• [Set problem 1]:
What date does the note purchase amendment give for the Uber Note Purchase Agreement?

• [Quoted passage]:
··········

B. WHEREAS, (i) the Note Purchase Agreement provides that provisions of the Note Purchase Agreement related to conversion of the Notes may be amended, waived or modified only upon the written consent of the Company, the Majority Note Holders and Uber Technologies, Inc. (“Uber”); and (ii) that certain Note Purchase Agreement dated May 7, 2020, by and between the Company and Uber (the “Uber Note Purchase Agreement”) provides that provisions therein related to conversion of the Notes may be amended, waived or modified only upon the written consent of the Company, the Majority Note Holders and the Required Lenders (as defined in that Uber Note Purchase Agreement).
C. WHEREAS, the Company has requested to amend the conversion terms of the notes under the Note Purchase Agreement.
D. WHEREAS, the Company has requested that the Lenders consent to the amendment of the conversion terms of the notes under the Uber Note Purchase Agreement.
E. WHEREAS, the Company has or will obtain consent of the Required Lenders to amend the conversion terms of (i) the Note Purchase Agreement and (ii) the Uber Note Purchase Agreement and the Company has or will enter into such amendment to the Uber Note Purchase Agreement on or around the date hereof.
F. WHEREAS, the Lenders, constituting the Majority Note Holders under the Note Purchase Agreement, has agreed to such requests, subject to the terms and conditions hereof.
NOW THEREFORE, accordingly, the parties hereto agree as follows.
SECTION 1. Definitions; Interpretation. All capitalized terms used in this Agreement (including in the recitals hereof) and not otherwise defined herein shall have the meanings assigned to them in the Note Purchase Agreement.
SECTION 2. Consent. Subject to the satisfaction of the conditions precedent set forth in Section 4 hereof, as of the Effective Date (as defined below), the Lenders hereby consent to the amendment of the Uber Note Purchase Agreement by the Company to match the amendments to the conversion terms of the Note Purchase Agreement described below.
SECTION 3. Amendment.
(a) Section 1 of the Note Purchase Agreement is hereby amended by adding the following terms in alphabetical order:
“Conversion Date” means the date on which the Conversion Time occurs.
“Conversion Time” means, with respect to any Initial Public Offering that is an underwritten initial public offering, the time of the execution of the underwriting agreement entered into by the Company and the underwriters in connection with such Initial Public Offering.
“Principal Market” means the New York Stock Exchange, the Nasdaq Stock Market or any other national stock exchange on which the shares of Common Stock of the Company are to be listed in connection with an Initial Public Offering.
“Trading Day” means, with respect to any Conversion Shares, a day on which trading in the shares of Common Stock of the Company generally occurs on the Principal Market.
(b) Section 2.2(b) of the Note Purchase Agreement is hereby amended and restated in its entirety to read as follows:
(b) Corporate Transaction or IPO. (i) In the event of a Corporate Transaction prior to full payment of a Note or prior to the time when a Note may be converted (as provided herein), all outstanding principal and unpaid accrued interest due on such Note shall, at the Lender’s election, be (1) due and payable in full prior to the closing of the Corporate Transaction or (2) be converted into Conversion Shares at the Conversion Price. (ii) Upon the occurrence of an Initial Public Offering prior to full payment of a Note, all outstanding principal and unpaid accrued interest due on such Note shall be automatically converted in full at the Conversion Time into a number of Conversion Shares at the Conversion Price.

··········

• [Task data]:
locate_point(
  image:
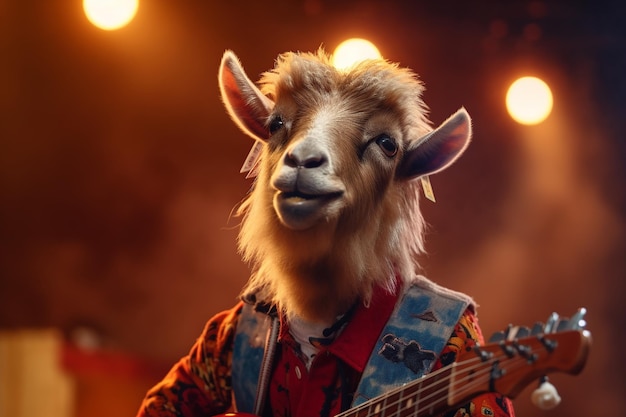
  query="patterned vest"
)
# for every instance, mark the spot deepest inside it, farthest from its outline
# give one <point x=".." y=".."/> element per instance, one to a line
<point x="413" y="337"/>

··········

• [Set problem 2]:
Print the entire listing again verbatim, but leave the picture out.

• [Task answer 1]:
May 7, 2020

• [Task answer 2]:
locate_point(
  image:
  query="patterned vest"
)
# for every instance, mark the spot deepest inside it, farthest from its outline
# give one <point x=".." y=".."/> element per instance, one to a line
<point x="413" y="337"/>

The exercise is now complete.